*** Opening of DATA TO EXAMINE ***

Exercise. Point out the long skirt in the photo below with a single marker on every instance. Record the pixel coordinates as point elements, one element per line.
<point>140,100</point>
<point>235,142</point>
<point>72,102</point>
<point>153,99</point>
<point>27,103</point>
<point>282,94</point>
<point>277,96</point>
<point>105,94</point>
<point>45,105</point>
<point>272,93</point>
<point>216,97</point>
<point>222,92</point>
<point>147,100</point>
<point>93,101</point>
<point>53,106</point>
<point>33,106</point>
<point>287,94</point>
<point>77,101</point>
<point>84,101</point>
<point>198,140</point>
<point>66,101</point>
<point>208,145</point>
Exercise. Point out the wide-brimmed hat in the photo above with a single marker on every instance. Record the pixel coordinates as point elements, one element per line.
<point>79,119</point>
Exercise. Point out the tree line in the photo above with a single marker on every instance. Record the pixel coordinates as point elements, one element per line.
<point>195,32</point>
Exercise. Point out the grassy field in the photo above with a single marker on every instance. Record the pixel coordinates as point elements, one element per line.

*** Close of DATA TO EXAMINE ***
*** Opening of DATA TO EXAMINE ***

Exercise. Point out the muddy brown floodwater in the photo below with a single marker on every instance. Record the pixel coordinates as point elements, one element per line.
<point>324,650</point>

*** Close of DATA TO EXAMINE ***
*** Opening of DATA TO EXAMINE ***

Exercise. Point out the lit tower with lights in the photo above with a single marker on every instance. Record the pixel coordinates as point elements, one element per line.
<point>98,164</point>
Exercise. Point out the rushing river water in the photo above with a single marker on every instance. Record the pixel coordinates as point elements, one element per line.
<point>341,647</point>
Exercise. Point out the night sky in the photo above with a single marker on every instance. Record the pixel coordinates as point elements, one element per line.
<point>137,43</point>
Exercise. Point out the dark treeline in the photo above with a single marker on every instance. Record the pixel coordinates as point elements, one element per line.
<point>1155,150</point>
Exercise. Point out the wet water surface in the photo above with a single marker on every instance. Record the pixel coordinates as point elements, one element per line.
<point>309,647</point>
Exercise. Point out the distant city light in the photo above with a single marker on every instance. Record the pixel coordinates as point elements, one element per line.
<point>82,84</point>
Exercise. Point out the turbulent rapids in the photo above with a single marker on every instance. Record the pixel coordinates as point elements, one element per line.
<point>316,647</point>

*** Close of DATA TO EXAMINE ***

Lines wanted from the listing above: the line with "Exercise. Point out the tree" up to and including the line with "Exercise. Point out the grassy". Please write them out exactly, adding nothing else.

RESPONSE AREA:
Exercise. Point out the tree line in the photo above with a single marker on every instance. Record the pixel coordinates as point elements, one element per line.
<point>195,32</point>
Exercise. Point out the grassy field in the photo above with a single marker on every instance. Record the pixel coordinates as point elements, one element per line.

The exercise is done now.